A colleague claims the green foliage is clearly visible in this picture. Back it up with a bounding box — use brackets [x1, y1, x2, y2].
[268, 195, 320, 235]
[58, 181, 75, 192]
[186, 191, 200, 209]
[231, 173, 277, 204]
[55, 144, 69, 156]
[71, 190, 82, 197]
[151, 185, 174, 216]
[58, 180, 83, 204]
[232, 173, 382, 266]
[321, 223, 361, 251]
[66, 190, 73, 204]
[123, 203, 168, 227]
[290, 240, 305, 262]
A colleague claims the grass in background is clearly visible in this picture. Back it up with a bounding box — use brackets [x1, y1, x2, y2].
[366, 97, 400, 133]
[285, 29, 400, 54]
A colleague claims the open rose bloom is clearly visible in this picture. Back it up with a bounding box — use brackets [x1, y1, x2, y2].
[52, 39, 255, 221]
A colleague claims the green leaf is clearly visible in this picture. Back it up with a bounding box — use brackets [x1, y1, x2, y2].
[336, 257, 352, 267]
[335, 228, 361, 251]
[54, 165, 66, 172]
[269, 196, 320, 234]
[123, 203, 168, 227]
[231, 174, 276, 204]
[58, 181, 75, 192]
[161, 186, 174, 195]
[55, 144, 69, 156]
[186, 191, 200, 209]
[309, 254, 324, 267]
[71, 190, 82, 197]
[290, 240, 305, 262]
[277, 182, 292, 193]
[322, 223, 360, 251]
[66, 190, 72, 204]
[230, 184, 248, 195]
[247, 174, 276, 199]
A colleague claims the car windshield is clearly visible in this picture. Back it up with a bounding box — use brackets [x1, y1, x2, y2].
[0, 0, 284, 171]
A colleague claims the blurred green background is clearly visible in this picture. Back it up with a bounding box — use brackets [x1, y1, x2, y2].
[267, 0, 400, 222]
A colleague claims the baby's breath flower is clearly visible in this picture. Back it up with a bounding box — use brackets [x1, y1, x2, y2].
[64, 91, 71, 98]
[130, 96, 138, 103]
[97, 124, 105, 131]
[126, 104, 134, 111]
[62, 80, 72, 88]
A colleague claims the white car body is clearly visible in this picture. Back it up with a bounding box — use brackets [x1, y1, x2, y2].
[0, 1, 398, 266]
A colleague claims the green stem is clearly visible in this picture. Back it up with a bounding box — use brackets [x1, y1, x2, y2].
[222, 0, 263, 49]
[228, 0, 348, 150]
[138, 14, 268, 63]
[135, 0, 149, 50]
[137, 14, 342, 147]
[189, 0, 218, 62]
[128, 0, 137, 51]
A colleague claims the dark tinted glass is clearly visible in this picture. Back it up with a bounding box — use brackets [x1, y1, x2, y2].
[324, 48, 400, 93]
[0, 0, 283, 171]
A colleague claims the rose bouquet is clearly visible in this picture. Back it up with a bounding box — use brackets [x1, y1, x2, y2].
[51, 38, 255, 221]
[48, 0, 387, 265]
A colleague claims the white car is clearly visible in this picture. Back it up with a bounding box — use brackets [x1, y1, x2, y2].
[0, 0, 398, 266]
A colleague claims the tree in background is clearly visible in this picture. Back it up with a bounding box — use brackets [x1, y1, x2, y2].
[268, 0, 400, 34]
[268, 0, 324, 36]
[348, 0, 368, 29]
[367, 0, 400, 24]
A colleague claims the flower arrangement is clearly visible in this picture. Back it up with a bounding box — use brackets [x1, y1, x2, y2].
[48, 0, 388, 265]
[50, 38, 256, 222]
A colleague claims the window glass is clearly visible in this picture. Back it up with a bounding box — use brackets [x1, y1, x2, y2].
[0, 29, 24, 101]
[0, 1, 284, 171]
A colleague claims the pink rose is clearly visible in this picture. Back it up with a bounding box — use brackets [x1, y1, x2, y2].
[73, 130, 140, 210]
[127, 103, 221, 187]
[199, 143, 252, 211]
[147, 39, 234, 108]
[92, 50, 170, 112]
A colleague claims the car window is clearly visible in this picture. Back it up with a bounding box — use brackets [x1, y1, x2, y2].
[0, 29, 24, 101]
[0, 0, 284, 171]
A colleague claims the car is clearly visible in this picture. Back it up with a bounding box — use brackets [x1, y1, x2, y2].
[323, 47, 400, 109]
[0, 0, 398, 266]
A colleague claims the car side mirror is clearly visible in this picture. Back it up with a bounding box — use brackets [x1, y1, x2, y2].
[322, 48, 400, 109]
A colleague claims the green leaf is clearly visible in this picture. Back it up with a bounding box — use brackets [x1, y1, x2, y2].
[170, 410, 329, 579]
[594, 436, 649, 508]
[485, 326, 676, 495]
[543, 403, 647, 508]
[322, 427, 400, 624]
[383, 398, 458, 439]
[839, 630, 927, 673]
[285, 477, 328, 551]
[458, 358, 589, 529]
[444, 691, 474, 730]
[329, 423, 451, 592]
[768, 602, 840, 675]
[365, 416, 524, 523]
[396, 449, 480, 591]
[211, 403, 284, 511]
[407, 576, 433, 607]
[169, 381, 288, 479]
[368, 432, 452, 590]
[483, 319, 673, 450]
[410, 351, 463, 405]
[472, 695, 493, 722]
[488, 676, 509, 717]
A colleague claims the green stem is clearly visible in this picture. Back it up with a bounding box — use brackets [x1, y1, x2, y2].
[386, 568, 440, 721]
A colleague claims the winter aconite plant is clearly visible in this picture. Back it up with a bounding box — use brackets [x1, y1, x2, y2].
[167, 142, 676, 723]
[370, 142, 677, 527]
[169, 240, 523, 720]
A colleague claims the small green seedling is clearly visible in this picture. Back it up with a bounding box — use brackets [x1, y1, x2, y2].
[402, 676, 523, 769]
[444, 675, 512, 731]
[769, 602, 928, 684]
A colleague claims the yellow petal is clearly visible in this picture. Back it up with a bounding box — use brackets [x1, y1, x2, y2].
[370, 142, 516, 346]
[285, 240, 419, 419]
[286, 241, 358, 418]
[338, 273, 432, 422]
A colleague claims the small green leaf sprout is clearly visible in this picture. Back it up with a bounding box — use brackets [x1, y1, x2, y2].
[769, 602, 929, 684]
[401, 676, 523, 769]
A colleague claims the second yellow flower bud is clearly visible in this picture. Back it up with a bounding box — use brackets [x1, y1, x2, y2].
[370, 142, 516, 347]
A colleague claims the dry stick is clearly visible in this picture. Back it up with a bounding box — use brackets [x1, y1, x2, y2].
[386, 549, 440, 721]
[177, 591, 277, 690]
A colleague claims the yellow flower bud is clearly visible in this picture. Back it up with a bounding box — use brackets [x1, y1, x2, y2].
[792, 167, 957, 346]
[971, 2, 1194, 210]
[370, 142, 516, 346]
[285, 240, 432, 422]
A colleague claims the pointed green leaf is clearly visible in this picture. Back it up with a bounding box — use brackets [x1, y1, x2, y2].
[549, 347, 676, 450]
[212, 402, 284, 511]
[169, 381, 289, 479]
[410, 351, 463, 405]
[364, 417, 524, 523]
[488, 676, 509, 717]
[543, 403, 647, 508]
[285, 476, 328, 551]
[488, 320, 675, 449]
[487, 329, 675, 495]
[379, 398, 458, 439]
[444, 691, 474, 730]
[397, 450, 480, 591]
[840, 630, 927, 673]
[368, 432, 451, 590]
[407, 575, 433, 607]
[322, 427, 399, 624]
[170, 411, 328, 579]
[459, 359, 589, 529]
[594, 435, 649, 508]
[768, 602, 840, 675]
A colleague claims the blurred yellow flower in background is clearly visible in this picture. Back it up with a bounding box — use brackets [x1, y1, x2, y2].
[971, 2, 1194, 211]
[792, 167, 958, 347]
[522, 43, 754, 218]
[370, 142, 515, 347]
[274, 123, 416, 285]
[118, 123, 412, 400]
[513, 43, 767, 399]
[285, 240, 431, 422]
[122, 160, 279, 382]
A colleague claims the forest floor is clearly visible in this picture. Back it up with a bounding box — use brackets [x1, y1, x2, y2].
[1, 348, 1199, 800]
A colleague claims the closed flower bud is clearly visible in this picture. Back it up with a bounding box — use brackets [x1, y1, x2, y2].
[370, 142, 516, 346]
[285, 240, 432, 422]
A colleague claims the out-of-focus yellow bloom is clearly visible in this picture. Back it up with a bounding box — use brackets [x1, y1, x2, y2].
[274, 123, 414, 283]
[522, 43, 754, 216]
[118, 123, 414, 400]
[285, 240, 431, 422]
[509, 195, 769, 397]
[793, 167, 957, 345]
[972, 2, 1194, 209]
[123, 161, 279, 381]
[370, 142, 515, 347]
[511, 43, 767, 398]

=-=-=-=-=

EXERCISE:
Above are the records; copy exactly the lines from the one with "A colleague claims the closed" through the final line.

EXPECTED ANSWER:
A colleague claims the closed flower bud is clearly visible in this picture. Back it up with a bounding box — use brackets [x1, y1, x2, y2].
[370, 142, 516, 346]
[285, 240, 432, 422]
A colleague claims the out-of-focus yellow bloom is clearly visible in this picture. Back it up with a bounding box — use brackets [x1, y1, x2, y2].
[274, 123, 414, 283]
[522, 43, 754, 216]
[118, 123, 414, 400]
[285, 240, 431, 422]
[509, 195, 769, 397]
[793, 167, 957, 345]
[972, 2, 1194, 209]
[123, 161, 279, 381]
[370, 142, 515, 347]
[511, 43, 767, 398]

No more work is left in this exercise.